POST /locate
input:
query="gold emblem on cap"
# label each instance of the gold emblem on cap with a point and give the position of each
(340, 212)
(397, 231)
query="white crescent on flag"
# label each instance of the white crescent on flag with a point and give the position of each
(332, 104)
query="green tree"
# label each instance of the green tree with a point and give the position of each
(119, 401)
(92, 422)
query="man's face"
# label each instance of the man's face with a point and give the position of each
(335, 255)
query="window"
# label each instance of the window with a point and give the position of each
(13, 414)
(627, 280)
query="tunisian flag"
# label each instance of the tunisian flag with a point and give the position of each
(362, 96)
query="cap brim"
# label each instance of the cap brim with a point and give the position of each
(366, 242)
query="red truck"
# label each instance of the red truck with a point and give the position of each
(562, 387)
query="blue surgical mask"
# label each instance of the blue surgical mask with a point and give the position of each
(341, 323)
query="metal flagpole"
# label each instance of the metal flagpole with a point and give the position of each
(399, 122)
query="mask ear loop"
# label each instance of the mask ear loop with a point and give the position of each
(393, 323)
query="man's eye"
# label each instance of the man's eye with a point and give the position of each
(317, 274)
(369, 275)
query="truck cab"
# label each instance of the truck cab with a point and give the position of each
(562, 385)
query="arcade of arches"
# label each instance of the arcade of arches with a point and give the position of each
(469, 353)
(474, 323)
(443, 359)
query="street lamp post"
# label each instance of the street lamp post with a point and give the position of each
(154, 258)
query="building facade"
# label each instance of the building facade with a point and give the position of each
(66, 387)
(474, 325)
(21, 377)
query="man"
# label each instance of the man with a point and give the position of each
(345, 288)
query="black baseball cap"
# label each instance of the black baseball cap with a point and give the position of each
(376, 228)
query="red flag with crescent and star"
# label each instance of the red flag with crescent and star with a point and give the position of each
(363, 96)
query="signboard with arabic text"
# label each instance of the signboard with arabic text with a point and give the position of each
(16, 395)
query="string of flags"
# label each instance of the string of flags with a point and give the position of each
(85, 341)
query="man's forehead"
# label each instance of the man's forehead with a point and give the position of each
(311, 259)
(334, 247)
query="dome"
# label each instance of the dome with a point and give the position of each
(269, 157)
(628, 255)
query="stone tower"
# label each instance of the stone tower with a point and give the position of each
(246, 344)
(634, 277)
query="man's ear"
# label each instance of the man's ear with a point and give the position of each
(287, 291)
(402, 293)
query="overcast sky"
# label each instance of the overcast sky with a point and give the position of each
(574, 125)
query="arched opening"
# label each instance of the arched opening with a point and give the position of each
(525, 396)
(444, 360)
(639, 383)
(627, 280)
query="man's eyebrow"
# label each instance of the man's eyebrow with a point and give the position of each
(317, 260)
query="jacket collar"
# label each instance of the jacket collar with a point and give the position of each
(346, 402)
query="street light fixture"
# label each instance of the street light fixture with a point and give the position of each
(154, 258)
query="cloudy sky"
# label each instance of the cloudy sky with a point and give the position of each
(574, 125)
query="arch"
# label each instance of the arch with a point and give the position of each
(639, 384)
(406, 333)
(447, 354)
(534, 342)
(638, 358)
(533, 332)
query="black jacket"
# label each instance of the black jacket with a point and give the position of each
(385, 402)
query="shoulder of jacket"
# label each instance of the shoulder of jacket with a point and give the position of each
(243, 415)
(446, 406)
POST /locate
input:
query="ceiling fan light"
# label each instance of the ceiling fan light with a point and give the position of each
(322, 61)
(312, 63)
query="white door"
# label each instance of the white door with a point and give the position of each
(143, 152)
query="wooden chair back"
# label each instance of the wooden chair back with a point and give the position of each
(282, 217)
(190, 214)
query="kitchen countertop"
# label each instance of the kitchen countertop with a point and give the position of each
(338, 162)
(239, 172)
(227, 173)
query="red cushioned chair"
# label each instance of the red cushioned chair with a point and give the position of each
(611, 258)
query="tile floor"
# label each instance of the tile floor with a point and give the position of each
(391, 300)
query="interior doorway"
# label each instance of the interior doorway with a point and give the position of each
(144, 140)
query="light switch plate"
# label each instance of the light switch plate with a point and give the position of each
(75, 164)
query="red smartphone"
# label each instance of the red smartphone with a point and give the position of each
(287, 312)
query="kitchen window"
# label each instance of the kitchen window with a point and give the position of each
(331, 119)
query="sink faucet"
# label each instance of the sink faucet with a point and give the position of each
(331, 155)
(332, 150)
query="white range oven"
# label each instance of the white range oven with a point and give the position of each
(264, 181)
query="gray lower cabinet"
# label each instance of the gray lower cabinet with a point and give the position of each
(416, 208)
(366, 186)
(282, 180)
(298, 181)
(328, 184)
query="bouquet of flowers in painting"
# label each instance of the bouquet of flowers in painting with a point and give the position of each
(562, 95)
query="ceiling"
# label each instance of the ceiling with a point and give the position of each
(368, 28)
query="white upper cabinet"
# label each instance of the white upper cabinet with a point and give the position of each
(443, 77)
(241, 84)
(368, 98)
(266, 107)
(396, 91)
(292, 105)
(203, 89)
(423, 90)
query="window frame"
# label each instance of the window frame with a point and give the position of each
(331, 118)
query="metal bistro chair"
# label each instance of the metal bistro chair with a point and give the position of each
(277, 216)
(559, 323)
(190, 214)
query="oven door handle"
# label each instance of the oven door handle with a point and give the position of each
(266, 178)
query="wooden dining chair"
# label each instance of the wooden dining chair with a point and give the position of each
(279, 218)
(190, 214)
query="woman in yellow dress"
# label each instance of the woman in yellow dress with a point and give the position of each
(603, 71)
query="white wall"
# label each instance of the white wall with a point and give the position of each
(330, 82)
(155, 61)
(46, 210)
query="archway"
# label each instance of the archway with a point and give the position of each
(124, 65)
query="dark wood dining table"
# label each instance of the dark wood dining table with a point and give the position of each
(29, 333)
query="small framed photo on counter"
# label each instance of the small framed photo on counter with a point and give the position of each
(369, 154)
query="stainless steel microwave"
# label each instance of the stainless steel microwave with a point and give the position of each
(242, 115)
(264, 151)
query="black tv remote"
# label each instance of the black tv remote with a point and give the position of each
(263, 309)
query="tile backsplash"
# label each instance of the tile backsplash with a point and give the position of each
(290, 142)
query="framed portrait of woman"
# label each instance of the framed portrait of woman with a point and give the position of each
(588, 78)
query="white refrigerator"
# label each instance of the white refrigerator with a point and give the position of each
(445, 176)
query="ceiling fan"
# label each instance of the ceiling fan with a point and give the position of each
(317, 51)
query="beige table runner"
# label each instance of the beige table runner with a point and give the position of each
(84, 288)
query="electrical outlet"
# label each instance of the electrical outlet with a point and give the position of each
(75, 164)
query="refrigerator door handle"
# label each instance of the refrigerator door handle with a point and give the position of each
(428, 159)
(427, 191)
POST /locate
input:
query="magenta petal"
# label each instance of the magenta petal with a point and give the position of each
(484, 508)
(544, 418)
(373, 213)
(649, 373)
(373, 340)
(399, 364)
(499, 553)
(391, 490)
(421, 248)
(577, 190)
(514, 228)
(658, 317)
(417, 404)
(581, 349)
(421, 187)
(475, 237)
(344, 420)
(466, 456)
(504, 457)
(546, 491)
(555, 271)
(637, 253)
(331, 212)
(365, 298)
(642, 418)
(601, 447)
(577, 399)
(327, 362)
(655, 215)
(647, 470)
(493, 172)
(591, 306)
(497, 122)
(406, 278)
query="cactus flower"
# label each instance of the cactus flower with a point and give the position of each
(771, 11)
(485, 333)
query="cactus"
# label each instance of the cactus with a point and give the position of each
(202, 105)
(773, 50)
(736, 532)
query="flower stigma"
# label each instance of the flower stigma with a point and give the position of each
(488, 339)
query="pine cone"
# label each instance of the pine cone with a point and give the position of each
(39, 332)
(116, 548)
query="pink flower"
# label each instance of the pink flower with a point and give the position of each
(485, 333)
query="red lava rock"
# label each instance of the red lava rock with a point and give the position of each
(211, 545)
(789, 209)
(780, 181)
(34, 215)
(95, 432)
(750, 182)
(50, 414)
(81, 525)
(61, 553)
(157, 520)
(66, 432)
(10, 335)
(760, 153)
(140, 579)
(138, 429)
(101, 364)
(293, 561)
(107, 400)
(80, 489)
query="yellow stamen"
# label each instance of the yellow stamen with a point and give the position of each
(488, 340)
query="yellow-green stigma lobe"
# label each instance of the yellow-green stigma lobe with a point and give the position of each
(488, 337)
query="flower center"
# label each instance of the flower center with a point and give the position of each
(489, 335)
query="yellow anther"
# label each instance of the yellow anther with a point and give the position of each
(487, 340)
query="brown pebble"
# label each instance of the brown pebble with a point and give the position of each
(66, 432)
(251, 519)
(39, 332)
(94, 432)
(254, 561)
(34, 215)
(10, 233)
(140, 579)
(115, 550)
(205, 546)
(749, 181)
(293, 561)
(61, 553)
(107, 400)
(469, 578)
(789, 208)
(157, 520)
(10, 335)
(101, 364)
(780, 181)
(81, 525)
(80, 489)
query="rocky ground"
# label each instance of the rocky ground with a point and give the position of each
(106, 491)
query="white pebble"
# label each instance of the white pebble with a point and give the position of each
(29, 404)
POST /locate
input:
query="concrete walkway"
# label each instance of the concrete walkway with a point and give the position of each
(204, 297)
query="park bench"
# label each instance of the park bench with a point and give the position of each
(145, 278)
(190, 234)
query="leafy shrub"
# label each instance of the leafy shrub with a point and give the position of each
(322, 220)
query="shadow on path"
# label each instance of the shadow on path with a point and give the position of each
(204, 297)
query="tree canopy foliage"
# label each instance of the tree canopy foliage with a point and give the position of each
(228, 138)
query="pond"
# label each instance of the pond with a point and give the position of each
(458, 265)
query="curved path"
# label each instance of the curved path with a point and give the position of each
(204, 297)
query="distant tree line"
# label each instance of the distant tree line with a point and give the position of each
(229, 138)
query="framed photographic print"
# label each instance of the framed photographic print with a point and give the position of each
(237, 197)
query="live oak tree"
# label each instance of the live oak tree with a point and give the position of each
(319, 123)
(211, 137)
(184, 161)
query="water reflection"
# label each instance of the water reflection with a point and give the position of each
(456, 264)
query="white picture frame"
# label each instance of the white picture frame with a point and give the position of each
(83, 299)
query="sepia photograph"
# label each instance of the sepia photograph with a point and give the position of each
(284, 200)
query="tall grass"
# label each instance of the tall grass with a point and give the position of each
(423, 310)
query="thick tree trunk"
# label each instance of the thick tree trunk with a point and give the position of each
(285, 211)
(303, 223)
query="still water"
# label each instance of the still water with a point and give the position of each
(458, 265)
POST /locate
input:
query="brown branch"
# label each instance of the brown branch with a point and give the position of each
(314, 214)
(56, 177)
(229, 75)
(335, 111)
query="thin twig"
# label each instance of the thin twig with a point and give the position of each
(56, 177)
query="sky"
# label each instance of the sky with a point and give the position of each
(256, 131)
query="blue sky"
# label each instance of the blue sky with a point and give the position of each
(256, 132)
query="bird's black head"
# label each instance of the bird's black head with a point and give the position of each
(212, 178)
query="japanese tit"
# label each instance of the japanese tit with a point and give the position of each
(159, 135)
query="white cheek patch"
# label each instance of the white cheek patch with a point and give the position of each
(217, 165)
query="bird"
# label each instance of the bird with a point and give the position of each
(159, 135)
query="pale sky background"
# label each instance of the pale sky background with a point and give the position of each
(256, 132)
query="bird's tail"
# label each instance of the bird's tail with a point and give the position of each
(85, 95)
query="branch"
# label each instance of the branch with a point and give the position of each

- **What this task involves**
Tally the lines in the records above that contain the string "arcade", treating uppercase and lowercase letters as distinct, and reply with that number alone.

- **Finished task**
2